**The problem**
Which lines in the items below contain the string "post"? Copy each of them.

**Part of a data file**
━━━━━━

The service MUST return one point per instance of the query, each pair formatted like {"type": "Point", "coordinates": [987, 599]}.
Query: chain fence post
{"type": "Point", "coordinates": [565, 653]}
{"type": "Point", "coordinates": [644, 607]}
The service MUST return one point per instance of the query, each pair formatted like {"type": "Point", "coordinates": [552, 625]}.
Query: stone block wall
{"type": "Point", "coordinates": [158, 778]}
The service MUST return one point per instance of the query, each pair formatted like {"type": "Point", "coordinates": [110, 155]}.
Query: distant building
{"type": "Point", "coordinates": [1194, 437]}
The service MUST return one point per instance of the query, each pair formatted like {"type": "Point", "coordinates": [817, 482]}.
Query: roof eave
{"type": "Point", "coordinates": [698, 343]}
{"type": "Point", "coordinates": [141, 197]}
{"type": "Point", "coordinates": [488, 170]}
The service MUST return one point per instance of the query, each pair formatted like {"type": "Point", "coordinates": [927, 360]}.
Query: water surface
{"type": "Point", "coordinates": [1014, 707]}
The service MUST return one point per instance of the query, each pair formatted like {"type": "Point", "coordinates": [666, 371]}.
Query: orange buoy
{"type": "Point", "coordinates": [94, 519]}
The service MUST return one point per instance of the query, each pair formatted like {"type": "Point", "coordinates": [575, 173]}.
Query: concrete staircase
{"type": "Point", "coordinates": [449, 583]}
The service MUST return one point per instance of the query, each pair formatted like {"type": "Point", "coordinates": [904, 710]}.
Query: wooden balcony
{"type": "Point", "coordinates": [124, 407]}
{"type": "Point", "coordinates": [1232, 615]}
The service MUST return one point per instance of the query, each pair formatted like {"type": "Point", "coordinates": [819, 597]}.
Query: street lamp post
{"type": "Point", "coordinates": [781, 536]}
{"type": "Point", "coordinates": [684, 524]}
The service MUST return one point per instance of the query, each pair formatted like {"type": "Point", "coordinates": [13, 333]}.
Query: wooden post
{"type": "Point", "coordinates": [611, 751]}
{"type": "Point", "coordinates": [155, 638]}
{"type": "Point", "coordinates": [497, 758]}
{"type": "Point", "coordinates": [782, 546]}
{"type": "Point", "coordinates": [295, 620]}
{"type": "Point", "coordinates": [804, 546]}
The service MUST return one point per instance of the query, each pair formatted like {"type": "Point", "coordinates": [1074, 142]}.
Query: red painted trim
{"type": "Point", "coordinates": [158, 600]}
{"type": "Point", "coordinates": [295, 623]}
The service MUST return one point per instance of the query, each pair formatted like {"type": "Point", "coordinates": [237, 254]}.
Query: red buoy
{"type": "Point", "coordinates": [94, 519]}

━━━━━━

**Written response**
Query: chain fence post
Query: street lamp post
Query: wooden post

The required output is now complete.